[Document]
○ ○ ○

I continued with the frame, more twisting to reduce the need for the parts to be "pulled" into play and trimming of the front baffles to the curved profile.
Then I moved onto the top skin for the centre section. I made a rough cardboard template to start with and then went to AL .032" sheet. This may end up being a 'prototype' but we will see how right I can get it first time.
After sorting the rear and front centre locations various options on how / what to do next. The sheet doesn't really want to go into multiple different curves at the moment.
Lots of trimming and shaping of the front edge, fit, mark, trim, repeat......

Sat 15 October 2005

I continued on the plenum. The side rails angles were fixed so I completed some of the forward locations.
This provides a real strong box section. More shaping of the sides and front to allow it to drop in on the front baffle frame.
Then I put a bend in both the rear edge and the two sides. All a bit of an art form as the bends aren't uniform across the width / length of the skin. Just eye-balled it and did it by hand.
After various fit / trim / shape / refit this was the result. Suddenly it looks like it might work.....
I was having problems getting the structure to hold its shape - particularly if I needed to remove it from the engine so I sorted a temporary brace half way down. You can see the amount of deflection needed. The end of the day was match drilling the front section, this will provide nutplate locations for the centre section to front baffles.

Sun 16 October 2005

I moved onto the side mounting. Starting with the LHS, this is the alignment for the piano hinge. I used a single length with a missing eye at the join of the front / rear baffle. It is also slight further down on the 3/8" cowl clearance.
After splitting the lower hinge halves and trimming the baffles the top components were started. The top hinge is obviously a single piece and the remaining time available today was spent on the angle section on the rear edge. The basic plan is to have hinge down the outboard edges going into the centre section for nutplate locations. The fore and aft angle will also have nutplates and a Pro-Seal gasket. The whole structure is becoming very ridged and strong.

Mon 17 October 2005

Today was focused on the outboard lids. Continuing with the LHS, the rear brace was sorted. At this point we removed the mini-baffle as it was distorting the shape. We will probably end up re-making it after the top surfaces are complete and we can see exactly what hole we are aiming to fill.
Then it was onto the actual skin surface. After 3 false starts with bad edge distance / trimming I got the rear and inboard shape sorted. Then it was the bending brake again to try and get the basic profile sitting right.
Then with the inboard edge drilled / cleco'd the rear nutplate locations were done.
Then trimming of the outboard edge and drilling the upper outer piano hinge.
The hinged lid will provide easy access to the engine with the removal of 10 screws.
The final part for the LHS is the forward brace angle which provide a link between the side baffle wall and the forward angle brace. A little joggle was needed to get everything to sit right. Also the forward brace tended to move when the skin was cleco'd on - so a temporary tie plate was made whilst drilling the two angles together.

○ ○ ○

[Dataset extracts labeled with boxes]
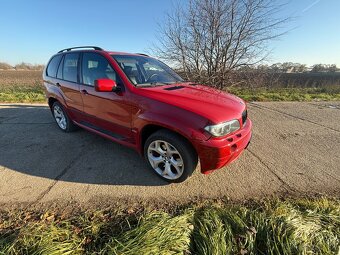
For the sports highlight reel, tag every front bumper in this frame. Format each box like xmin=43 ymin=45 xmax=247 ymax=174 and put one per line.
xmin=194 ymin=119 xmax=252 ymax=174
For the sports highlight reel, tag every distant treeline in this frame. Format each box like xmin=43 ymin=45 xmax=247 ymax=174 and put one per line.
xmin=0 ymin=62 xmax=45 ymax=71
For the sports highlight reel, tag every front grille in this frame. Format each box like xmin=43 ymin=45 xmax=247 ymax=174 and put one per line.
xmin=242 ymin=110 xmax=248 ymax=126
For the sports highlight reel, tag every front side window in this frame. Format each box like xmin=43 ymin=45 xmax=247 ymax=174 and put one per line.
xmin=82 ymin=53 xmax=119 ymax=86
xmin=63 ymin=53 xmax=79 ymax=82
xmin=46 ymin=55 xmax=62 ymax=78
xmin=112 ymin=55 xmax=183 ymax=86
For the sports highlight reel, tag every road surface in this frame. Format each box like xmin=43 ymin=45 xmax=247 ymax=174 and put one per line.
xmin=0 ymin=102 xmax=340 ymax=205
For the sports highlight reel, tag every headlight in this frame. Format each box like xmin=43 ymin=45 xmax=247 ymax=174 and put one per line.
xmin=204 ymin=120 xmax=240 ymax=136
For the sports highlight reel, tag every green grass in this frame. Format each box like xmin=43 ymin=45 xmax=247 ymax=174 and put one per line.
xmin=229 ymin=86 xmax=340 ymax=101
xmin=0 ymin=198 xmax=340 ymax=255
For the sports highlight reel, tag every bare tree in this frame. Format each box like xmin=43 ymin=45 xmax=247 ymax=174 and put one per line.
xmin=155 ymin=0 xmax=288 ymax=88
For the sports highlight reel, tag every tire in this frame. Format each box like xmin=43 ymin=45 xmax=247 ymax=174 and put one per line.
xmin=144 ymin=129 xmax=198 ymax=183
xmin=51 ymin=101 xmax=78 ymax=133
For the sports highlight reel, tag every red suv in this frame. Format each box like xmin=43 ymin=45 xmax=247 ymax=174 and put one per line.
xmin=43 ymin=46 xmax=252 ymax=182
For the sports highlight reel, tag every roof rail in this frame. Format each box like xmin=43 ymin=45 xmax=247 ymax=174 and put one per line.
xmin=136 ymin=53 xmax=149 ymax=57
xmin=58 ymin=46 xmax=103 ymax=53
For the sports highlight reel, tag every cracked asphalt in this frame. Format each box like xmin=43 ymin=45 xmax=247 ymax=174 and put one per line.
xmin=0 ymin=102 xmax=340 ymax=205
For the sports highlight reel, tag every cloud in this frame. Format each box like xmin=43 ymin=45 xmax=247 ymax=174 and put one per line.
xmin=302 ymin=0 xmax=321 ymax=12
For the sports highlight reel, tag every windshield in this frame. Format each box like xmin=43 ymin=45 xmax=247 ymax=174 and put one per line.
xmin=112 ymin=55 xmax=183 ymax=86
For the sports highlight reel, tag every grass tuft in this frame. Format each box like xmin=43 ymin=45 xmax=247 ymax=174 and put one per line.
xmin=0 ymin=198 xmax=340 ymax=255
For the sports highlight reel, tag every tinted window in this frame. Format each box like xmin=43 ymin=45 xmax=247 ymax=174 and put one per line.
xmin=46 ymin=55 xmax=62 ymax=77
xmin=63 ymin=53 xmax=79 ymax=82
xmin=82 ymin=53 xmax=119 ymax=86
xmin=57 ymin=55 xmax=64 ymax=79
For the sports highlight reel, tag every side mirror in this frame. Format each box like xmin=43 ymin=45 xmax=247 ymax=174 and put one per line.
xmin=94 ymin=79 xmax=118 ymax=92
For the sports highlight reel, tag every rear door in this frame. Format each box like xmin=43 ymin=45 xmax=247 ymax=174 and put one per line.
xmin=80 ymin=52 xmax=132 ymax=143
xmin=56 ymin=52 xmax=83 ymax=121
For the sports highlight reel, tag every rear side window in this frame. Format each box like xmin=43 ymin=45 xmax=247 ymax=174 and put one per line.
xmin=46 ymin=55 xmax=62 ymax=78
xmin=63 ymin=53 xmax=79 ymax=82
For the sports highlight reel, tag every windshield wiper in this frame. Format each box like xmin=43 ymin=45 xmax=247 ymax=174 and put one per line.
xmin=136 ymin=81 xmax=170 ymax=87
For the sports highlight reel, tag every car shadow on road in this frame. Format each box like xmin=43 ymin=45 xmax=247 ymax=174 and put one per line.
xmin=0 ymin=104 xmax=167 ymax=186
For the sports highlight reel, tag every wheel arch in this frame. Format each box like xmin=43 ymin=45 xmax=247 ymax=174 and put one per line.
xmin=138 ymin=124 xmax=198 ymax=156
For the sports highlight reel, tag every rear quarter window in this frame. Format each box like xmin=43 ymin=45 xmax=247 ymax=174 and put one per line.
xmin=63 ymin=53 xmax=79 ymax=82
xmin=46 ymin=55 xmax=62 ymax=78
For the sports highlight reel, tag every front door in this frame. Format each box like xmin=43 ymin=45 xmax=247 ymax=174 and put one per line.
xmin=80 ymin=52 xmax=132 ymax=142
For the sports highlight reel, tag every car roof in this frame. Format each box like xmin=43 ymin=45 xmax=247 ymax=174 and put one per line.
xmin=58 ymin=46 xmax=148 ymax=56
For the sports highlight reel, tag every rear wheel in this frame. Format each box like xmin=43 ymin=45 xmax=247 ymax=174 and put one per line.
xmin=144 ymin=130 xmax=198 ymax=182
xmin=52 ymin=102 xmax=77 ymax=132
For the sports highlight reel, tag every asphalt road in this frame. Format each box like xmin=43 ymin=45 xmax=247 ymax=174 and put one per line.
xmin=0 ymin=102 xmax=340 ymax=204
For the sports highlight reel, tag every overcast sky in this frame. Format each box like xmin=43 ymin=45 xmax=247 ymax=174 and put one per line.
xmin=0 ymin=0 xmax=340 ymax=66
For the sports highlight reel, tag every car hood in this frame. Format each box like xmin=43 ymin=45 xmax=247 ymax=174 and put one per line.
xmin=140 ymin=83 xmax=246 ymax=124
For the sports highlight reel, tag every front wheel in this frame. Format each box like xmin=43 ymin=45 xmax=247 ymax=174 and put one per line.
xmin=144 ymin=130 xmax=198 ymax=183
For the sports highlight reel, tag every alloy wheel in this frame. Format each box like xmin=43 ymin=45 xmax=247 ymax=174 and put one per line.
xmin=147 ymin=140 xmax=184 ymax=180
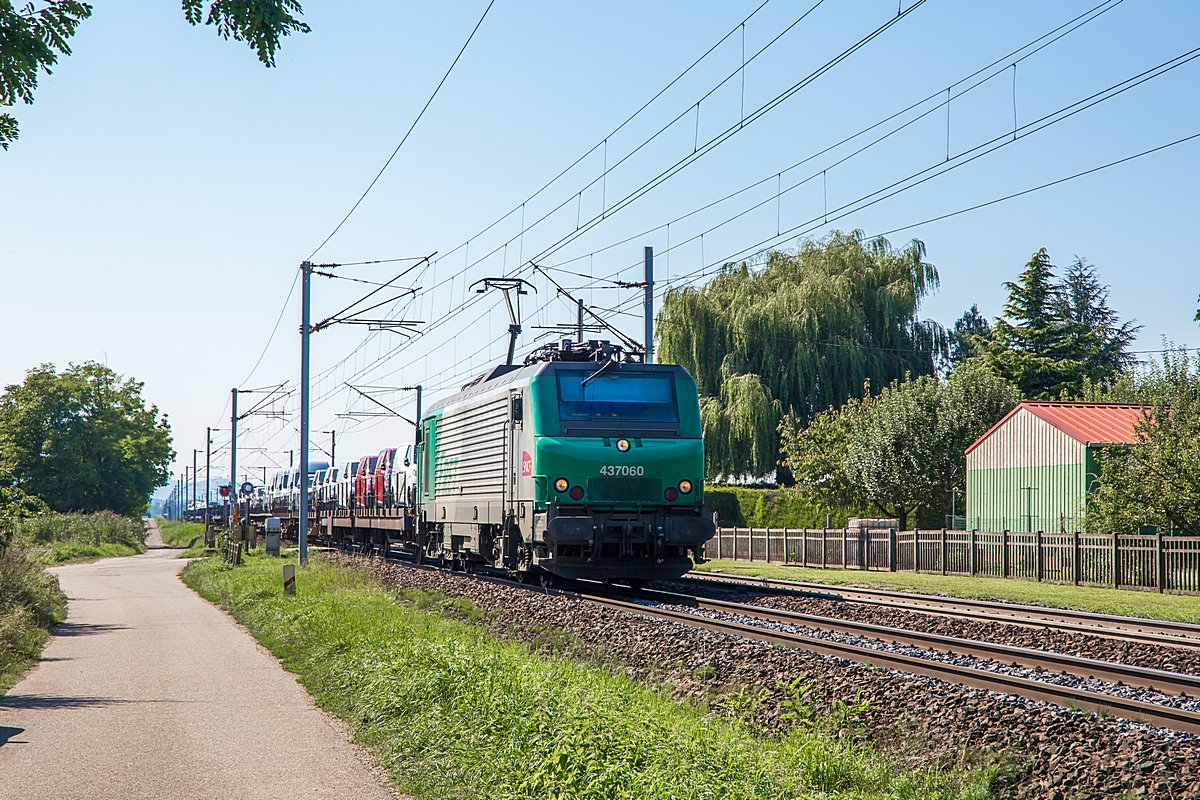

○ ○ ○

[Jobs]
A: Summarize the plenum build log in two sentences.
B: Carry the plenum build log forward from its last sentence.

[Answers by task]
A: The builder worked on a plenum over several days in October 2005, shaping an aluminum top skin for the center section by repeated trimming and hand bending and match drilling the front section for nutplate locations. Work then moved to the side mountings with piano hinges and to the left-hand outboard lid, whose hinged skin will allow engine access by removing 10 screws.

B:
Then it was a repeat process on the RHS. Line up, mark and trim.
Single length of hinge pin, drilled, clecoed. Marked and cut into halves. Both sides have the join of the front / back baffle parts aligned with a 'gap' on the lower hinge. This means a single upper hinge will fit and hold everything together.
The final step for today was the rear brace on the RHS. Drilled and cleco'd onto the baffle. Tomorrow is the second skin surface.

Tue 18 October 2005

Continuing with the RHS top cover, same deal as the other side, shape, trim, drill and form. The bending system of using the home made brake along with two bench vices (one fixed, one movable) worked well. The rear and outboard edges have a set in them, with the corner being the only 'level' square on the sheet.
Once the rear and inboard locations were sorted, the outboard edge was trimmed and piano hinge attached. Front edge was then clamped and drilled.
One concern for the RHS is the #1 cylinder upper spark plug - or its lead to be more precise. The clearance is too small so the current plan is to make a hole in the top surface and use a grommet. Might look a little strange with only one lead coming out the top, but functional and simple.
Final piece of strengthening was for the forward corner on the RHS, during which time I managed to drill my left index finger - a rite of passage - but still stupid!

This is the whole structure with all #41 holes, the major remaining work is the 'top hat' for the fuel divider and the inlet ducting. Both I'm going to leave until later.

The result of the match drilling, the hinge uses AD3s, the bulk of the rest are AD4s except the nutplate locations.
Then I disassembled everything and started the clean up / debur process. I was going to get keen and do the nutplates - but I realised my match drilling used #21 rather than #19 as needed. At this point I called it a day and will sort tomorrow. Overall good progress, plenum is basically made although quite a bit of 'finishing' to complete yet.

Wed 19 October 2005

Finally it was back to the plenum, opened up the rear locations to AN3 bolts.
The rest of the day was countersinking, dimpling, de-burring etc the various plenum parts.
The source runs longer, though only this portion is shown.